My solution was simple, I just bought CD burner and backed up my pics to CD. Cool. But the 750MB quickly became my limiting factor, well, that and my burner took over an hour to burn a whole CD. :< Then I learned about the sullied world of CD disks, quality, lifetime, archivability, and other things that affect how much I rely on those shiny little disks to back up my precious snapshots in time.
 
DVDs to the rescue right?! Well, my burn time dropped to a minute or two, COOL! But I still had the archival problems associated with disks. Huh? Ya, the term “archival” in terms of disks/CDs/DVDs references how good they are at being able to read the data off them when you REALLY need it. Like after a HD crash. Some cheap disks are very, VERY weak, like 2yrs. 
  
Now, don’t get me wrong, I’m not saying ALL your CDs/DVDs are dead after two years. And there is a lot that goes into determining how log your disks will last. It’s just that the likelihood of getting the data/pictures/source code off those disks after two years drops dramatically as they age.

* _Record excerpts_:
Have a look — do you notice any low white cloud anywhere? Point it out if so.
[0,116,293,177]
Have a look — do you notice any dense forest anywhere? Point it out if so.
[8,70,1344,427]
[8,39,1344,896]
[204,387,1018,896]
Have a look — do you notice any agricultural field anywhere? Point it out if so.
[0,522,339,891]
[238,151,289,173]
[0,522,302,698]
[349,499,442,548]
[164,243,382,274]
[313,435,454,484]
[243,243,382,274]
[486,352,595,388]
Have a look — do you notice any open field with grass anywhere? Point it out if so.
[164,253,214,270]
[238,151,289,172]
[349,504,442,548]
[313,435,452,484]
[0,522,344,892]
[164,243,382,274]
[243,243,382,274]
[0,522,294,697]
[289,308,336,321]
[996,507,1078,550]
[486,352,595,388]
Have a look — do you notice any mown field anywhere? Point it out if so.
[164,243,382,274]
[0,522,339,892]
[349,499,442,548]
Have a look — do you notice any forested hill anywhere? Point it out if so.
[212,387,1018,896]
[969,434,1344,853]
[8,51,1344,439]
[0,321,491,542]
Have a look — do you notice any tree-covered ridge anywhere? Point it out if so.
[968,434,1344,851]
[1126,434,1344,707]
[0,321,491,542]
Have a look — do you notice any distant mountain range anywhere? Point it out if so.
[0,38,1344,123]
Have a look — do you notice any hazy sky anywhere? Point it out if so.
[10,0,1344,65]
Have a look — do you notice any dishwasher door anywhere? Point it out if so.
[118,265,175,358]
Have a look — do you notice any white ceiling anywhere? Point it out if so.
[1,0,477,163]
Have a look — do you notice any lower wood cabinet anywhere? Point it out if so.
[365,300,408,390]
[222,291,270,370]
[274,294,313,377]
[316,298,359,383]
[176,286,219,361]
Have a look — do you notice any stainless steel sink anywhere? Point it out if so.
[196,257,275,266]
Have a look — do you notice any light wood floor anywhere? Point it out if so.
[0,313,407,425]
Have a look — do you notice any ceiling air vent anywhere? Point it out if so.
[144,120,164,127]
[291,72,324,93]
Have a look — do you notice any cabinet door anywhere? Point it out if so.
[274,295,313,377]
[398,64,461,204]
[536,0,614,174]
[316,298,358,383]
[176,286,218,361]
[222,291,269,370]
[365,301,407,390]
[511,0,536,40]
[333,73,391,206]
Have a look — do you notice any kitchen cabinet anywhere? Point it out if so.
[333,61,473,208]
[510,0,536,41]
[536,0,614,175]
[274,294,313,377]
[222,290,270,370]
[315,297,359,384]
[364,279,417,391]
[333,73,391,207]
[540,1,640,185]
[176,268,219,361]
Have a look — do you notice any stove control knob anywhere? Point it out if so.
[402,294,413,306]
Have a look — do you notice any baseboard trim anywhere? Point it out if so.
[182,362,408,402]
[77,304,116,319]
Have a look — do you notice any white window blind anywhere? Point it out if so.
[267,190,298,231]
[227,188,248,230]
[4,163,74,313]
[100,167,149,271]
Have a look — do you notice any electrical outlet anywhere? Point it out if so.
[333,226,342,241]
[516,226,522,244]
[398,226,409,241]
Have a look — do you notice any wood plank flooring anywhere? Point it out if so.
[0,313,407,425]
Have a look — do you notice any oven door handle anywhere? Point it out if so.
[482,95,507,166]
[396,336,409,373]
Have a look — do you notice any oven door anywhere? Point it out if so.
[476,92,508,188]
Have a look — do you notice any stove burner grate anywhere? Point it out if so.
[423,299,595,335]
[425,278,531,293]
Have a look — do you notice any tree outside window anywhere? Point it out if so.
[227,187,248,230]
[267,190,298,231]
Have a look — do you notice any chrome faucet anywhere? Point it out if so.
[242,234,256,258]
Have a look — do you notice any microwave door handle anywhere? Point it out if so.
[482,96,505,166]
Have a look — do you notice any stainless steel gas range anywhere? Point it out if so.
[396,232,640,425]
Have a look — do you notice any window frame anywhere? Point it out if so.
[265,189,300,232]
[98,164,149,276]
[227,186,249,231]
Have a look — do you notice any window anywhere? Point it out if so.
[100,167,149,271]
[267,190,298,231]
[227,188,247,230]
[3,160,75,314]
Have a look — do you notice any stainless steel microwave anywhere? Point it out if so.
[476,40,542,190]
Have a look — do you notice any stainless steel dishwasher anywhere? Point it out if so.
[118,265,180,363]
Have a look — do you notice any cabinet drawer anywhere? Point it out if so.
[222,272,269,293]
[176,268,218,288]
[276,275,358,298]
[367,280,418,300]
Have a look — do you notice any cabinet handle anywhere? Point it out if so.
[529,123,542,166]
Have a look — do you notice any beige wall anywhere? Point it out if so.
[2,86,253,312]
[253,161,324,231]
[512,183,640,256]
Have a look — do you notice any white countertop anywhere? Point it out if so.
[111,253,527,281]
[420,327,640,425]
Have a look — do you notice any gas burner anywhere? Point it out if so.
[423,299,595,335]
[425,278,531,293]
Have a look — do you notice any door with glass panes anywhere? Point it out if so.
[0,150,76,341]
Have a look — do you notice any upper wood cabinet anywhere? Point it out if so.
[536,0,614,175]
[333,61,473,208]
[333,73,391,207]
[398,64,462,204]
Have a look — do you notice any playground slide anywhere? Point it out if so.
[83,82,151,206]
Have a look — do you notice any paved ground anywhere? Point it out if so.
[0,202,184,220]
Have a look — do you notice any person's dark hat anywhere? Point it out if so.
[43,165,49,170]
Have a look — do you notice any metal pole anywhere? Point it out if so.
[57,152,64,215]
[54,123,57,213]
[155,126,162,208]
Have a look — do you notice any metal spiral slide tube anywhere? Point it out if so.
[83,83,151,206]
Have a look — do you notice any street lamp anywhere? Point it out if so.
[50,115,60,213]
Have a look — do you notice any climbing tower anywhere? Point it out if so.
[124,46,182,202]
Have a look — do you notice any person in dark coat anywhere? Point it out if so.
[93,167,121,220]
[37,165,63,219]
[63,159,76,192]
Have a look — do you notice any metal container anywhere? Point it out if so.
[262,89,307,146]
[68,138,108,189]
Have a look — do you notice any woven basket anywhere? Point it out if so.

* _Task requirements_:
1. Reproduce verbatim the stretch of the passage on backing up photos to disks from "My solution was" through "weak, like 2yrs.".
2. Quote the stretch of the records from the line that contains "Have a look — do you notice any climbing" through the final line of the records.
The passage on disk backups and the records are unrelated pieces of material.

* _The solutions_:
1.
My solution was simple, I just bought CD burner and backed up my pics to CD. Cool. But the 750MB quickly became my limiting factor, well, that and my burner took over an hour to burn a whole CD. :< Then I learned about the sullied world of CD disks, quality, lifetime, archivability, and other things that affect how much I rely on those shiny little disks to back up my precious snapshots in time.
 
DVDs to the rescue right?! Well, my burn time dropped to a minute or two, COOL! But I still had the archival problems associated with disks. Huh? Ya, the term “archival” in terms of disks/CDs/DVDs references how good they are at being able to read the data off them when you REALLY need it. Like after a HD crash. Some cheap disks are very, VERY weak, like 2yrs.

2.
Have a look — do you notice any climbing tower anywhere? Point it out if so.
[124,46,182,202]
Have a look — do you notice any person in dark coat anywhere? Point it out if so.
[93,167,121,220]
[37,165,63,219]
[63,159,76,192]
Have a look — do you notice any metal container anywhere? Point it out if so.
[262,89,307,146]
[68,138,108,189]
Have a look — do you notice any woven basket anywhere? Point it out if so.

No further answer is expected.